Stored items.
────────────────────

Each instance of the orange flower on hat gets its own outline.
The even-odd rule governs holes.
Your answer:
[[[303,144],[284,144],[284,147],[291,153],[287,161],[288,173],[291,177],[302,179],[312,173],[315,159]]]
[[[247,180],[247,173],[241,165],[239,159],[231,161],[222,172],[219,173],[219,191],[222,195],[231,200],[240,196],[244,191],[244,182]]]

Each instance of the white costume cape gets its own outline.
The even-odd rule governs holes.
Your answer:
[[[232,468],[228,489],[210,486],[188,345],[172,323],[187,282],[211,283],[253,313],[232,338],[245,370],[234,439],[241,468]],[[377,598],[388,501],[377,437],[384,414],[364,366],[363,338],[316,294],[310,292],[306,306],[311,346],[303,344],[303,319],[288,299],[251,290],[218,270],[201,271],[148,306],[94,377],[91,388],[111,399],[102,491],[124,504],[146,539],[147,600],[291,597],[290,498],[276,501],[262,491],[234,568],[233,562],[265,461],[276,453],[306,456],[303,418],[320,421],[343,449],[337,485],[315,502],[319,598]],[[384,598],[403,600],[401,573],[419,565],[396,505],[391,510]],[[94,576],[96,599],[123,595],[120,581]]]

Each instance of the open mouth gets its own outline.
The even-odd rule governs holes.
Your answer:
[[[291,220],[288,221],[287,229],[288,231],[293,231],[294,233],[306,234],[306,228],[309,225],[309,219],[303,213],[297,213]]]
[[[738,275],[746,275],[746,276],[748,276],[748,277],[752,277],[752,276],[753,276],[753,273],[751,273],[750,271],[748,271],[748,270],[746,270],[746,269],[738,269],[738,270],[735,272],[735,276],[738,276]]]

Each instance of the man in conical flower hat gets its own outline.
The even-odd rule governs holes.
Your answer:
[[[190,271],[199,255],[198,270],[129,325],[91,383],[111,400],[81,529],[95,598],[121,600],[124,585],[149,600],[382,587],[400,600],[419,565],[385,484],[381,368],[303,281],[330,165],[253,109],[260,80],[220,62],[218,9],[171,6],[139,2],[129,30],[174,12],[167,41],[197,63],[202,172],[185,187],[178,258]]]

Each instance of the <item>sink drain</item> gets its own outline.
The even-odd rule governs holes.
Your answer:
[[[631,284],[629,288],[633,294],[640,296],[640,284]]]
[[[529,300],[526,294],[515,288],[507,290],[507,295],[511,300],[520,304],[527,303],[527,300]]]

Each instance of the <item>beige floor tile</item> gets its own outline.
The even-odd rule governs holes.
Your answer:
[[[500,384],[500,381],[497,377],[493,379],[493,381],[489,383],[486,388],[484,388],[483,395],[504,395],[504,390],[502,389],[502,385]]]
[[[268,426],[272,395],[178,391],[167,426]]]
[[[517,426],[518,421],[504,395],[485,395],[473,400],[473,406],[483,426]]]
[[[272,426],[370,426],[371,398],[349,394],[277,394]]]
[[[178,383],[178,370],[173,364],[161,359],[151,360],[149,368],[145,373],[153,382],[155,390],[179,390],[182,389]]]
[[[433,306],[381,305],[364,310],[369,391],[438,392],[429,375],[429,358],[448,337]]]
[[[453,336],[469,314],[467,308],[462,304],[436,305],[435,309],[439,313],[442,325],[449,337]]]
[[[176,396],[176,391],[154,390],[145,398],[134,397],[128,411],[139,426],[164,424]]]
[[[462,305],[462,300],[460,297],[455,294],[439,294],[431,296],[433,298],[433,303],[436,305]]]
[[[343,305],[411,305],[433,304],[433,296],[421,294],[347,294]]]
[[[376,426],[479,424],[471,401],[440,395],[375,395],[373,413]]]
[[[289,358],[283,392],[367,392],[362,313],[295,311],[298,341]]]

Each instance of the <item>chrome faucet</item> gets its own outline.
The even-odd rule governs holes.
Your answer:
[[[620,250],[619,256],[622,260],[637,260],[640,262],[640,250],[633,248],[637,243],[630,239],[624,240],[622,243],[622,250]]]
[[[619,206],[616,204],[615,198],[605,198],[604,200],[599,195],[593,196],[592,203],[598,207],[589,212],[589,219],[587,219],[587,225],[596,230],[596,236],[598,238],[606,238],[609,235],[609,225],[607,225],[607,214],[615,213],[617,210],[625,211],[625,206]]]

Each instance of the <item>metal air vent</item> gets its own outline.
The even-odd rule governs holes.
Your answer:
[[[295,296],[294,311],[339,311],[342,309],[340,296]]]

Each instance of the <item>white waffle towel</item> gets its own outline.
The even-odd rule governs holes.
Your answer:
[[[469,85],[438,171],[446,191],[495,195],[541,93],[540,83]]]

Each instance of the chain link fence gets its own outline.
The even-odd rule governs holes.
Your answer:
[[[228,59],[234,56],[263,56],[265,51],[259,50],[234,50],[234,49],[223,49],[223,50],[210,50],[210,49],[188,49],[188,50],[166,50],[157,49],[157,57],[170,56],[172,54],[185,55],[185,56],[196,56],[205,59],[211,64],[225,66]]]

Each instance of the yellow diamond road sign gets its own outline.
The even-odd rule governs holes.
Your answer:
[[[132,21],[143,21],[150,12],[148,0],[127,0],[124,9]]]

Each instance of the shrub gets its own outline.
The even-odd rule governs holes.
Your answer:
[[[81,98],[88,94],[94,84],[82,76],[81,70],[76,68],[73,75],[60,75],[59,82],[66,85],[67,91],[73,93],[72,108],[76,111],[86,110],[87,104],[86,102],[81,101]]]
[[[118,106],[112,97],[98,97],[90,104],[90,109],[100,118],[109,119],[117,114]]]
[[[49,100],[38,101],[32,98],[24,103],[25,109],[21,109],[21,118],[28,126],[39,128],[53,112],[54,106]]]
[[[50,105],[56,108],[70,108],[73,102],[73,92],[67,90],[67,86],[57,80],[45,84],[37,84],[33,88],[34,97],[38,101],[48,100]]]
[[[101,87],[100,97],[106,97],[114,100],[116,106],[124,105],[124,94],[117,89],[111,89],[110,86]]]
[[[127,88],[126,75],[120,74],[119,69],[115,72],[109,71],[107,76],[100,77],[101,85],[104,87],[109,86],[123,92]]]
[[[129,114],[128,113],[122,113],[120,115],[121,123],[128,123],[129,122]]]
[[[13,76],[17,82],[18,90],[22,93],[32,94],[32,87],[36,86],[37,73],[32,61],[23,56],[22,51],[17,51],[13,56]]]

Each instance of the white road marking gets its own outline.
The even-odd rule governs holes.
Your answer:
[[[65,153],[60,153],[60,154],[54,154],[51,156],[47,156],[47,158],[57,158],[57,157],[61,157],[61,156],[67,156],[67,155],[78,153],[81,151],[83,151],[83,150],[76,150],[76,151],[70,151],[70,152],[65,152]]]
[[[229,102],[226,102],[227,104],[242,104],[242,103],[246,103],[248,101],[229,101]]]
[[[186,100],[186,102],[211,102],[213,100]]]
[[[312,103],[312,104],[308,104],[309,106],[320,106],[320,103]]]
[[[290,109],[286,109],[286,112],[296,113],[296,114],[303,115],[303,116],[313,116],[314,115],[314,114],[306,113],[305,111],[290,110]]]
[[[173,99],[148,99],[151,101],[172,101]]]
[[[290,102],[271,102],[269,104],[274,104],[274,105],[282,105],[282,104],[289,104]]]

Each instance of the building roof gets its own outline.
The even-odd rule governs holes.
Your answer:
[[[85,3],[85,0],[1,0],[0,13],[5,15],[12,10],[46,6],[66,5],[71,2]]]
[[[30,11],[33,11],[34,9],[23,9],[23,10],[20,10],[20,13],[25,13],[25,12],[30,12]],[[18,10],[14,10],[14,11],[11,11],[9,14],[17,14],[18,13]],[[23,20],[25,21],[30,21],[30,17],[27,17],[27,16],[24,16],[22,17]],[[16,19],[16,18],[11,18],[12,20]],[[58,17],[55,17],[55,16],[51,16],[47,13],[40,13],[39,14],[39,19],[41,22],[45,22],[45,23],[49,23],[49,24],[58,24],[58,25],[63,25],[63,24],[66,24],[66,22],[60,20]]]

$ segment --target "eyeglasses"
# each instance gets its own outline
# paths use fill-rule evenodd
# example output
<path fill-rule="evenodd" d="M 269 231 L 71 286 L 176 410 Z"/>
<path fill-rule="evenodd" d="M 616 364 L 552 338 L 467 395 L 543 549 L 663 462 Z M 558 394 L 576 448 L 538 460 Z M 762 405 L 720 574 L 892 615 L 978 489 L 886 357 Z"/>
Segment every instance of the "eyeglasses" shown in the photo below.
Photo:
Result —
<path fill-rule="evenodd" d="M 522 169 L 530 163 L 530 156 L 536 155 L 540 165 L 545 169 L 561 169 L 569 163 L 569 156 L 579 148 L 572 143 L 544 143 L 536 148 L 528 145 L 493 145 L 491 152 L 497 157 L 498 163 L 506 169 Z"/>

────────────────────

Exercise brief. All lines with the word "eyeglasses" are needed; pull them from the entries and copy each.

Exercise answer.
$ segment --target "eyeglasses"
Segment every instance of the "eyeglasses" shown in the photo below.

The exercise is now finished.